**DOCUMENT PASSAGE**.
++++
Suehiro Sake Brewery in Aizu, Fukushima Prefecture, is one of the largest and most famous sake producers in the Tohoku Region. Founded in 1850, it has been a family owned business for eight generations. Suehiro's sake is famous throughout Japan and annually wins domestic and international awards. Their premium sake is produced using the traditional "Yamahai" method which utilizes slow open-fermentation to produce a full, complex flavor.
Besides traditional sake the brewery's extensive catalog also includes less conventional products such as sparkling sake and a sake bath extract.
While sake is usually aged less than a year before it is sold, Suehiro Brewery keeps a small number of bottles produced each year in reserve. These are allowed to further age in a temperature controlled environment, where the flavor continues to develop and mature.
Among the many important figures associated with the brewery is Dr. Hideyo Noguchi, whose picture is on the 1000 yen bill thanks to his groundbreaking achievements in medical research. He was close friends with Suehiro's owners and many of his letters and pictures can be viewed at the brewery.
Suehiro Brewery is open to visitors, and offers hourly guided tours. The tour includes a walk through the brewing areas with explanations of the sake making process, a small museum with displays of the brewery's history and the history of sake making, and a visit to the factory store with a tasting bar where you can sample from and buy nearly their entire product line.The brewery has a number of other attractions in addition to the tours. Among them is a nice cafe that features original desserts which incorporate sake in their recipes. The desserts are developed by the owner's wife. The sake jelly and sake infused cakes are particularly refreshing and recommended.
There is also a small concert hall at the brewery that occasionally hosts various performances, especially jazz, by Japanese and foreign artists.
Lastly, the brewery has a small museum that houses the largest private collection of film cameras in Japan. There are over 500 cameras displayed ranging from early medium format cameras to the first SLRs and modern point and shoots, including a few novelty and spy cameras.
++++
**WORK INSTRUCTION 1**.
Decide whether each statement agrees with the text on Suehiro Sake Brewery. Answer yes or no, and quote the words from the text that settle it.
(a) The brewery was founded in 1850.
(b) The cafe's desserts are developed by the owner's daughter.
(c) The camera museum displays fewer than 100 cameras.
**WORK INSTRUCTION 2**.
Answer these questions from the text on Suehiro Sake Brewery.
(a) For how many generations has the brewery been family owned?
(b) What kind of performance does the concert hall especially host?
(c) Whose picture is on the 1000 yen bill?
++++
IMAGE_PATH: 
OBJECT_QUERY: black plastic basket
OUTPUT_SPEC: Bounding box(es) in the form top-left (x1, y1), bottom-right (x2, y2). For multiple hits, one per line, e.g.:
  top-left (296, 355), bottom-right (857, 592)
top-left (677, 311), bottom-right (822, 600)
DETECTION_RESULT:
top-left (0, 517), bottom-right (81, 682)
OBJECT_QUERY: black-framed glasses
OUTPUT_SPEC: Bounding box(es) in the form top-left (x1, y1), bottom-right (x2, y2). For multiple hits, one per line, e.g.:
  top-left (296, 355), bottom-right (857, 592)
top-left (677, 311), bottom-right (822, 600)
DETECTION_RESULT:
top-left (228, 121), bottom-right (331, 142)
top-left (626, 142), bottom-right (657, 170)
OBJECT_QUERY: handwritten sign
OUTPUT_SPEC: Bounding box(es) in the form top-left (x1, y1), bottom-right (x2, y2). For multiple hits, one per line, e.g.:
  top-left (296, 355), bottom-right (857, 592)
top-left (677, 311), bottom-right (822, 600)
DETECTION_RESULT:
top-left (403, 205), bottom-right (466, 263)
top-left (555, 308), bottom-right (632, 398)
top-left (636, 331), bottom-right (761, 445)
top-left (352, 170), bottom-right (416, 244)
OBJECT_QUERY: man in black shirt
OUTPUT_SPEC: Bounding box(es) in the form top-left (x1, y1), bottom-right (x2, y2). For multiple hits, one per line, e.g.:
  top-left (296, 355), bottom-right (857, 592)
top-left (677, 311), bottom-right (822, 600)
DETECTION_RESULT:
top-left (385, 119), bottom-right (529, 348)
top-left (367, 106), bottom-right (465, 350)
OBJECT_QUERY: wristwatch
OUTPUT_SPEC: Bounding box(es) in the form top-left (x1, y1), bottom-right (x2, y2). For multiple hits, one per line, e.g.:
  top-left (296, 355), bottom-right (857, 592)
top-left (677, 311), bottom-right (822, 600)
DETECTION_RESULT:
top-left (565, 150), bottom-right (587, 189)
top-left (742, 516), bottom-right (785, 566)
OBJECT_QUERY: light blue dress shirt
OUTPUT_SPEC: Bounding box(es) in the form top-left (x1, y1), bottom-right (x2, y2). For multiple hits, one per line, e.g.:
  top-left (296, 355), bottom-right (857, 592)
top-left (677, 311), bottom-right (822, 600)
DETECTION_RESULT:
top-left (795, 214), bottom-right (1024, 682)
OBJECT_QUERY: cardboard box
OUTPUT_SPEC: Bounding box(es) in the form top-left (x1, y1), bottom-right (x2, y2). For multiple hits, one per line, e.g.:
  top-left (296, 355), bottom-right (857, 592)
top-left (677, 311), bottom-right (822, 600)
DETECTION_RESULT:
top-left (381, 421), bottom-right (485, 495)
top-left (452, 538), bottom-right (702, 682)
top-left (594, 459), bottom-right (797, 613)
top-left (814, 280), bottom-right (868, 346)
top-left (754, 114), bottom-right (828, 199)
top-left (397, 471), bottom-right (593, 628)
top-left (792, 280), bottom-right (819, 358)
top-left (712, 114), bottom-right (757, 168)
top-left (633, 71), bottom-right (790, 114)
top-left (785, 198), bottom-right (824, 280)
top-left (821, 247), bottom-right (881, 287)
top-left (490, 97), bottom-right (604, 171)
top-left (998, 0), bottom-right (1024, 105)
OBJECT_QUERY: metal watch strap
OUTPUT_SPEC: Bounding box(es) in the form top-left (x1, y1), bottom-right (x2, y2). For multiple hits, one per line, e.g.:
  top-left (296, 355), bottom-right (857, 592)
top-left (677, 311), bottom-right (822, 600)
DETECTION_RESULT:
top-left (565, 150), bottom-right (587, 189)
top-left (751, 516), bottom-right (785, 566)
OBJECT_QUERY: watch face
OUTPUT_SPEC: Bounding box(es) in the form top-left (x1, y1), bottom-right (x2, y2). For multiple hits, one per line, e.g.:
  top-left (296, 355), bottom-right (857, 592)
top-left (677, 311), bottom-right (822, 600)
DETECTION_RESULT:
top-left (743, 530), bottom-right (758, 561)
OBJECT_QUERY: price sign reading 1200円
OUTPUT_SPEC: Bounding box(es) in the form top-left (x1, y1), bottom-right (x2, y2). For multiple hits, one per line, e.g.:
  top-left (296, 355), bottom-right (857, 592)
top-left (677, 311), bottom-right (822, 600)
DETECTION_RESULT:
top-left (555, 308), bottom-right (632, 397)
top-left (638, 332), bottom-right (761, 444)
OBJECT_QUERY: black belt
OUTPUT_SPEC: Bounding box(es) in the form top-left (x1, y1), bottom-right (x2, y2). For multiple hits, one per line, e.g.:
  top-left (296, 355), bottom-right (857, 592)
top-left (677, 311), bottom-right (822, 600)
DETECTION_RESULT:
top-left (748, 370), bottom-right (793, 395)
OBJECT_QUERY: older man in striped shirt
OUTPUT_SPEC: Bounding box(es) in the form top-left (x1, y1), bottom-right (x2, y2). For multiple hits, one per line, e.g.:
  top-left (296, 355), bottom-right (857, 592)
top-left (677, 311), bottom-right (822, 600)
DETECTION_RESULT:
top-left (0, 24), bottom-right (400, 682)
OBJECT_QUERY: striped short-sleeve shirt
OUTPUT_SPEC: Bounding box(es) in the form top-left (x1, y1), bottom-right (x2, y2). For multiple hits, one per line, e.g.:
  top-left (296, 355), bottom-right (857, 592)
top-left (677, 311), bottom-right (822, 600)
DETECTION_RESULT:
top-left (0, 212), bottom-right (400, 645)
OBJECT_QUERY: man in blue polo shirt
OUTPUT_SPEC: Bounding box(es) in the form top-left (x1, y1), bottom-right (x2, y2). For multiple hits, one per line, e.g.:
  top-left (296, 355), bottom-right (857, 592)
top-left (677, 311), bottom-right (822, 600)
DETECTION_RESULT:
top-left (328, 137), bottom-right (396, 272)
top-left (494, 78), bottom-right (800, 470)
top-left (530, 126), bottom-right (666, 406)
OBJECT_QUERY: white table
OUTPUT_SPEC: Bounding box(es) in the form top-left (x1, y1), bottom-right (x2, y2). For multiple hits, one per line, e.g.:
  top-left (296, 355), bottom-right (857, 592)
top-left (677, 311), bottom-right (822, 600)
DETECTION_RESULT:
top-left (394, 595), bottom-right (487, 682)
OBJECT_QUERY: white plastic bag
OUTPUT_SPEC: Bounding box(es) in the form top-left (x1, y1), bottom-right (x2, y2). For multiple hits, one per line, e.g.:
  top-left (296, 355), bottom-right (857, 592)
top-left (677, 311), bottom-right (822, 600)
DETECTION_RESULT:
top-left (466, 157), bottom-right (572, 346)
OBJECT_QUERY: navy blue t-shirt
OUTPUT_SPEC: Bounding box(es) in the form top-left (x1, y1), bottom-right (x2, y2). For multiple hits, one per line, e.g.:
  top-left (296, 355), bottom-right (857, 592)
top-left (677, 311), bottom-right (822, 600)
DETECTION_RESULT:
++++
**SOLUTION 1**.
(a) Yes: "Founded in 1850"
(b) No: "The desserts are developed by the owner's wife."
(c) No: "There are over 500 cameras displayed"

**SOLUTION 2**.
(a) Eight generations
(b) Jazz
(c) Dr. Hideyo Noguchi's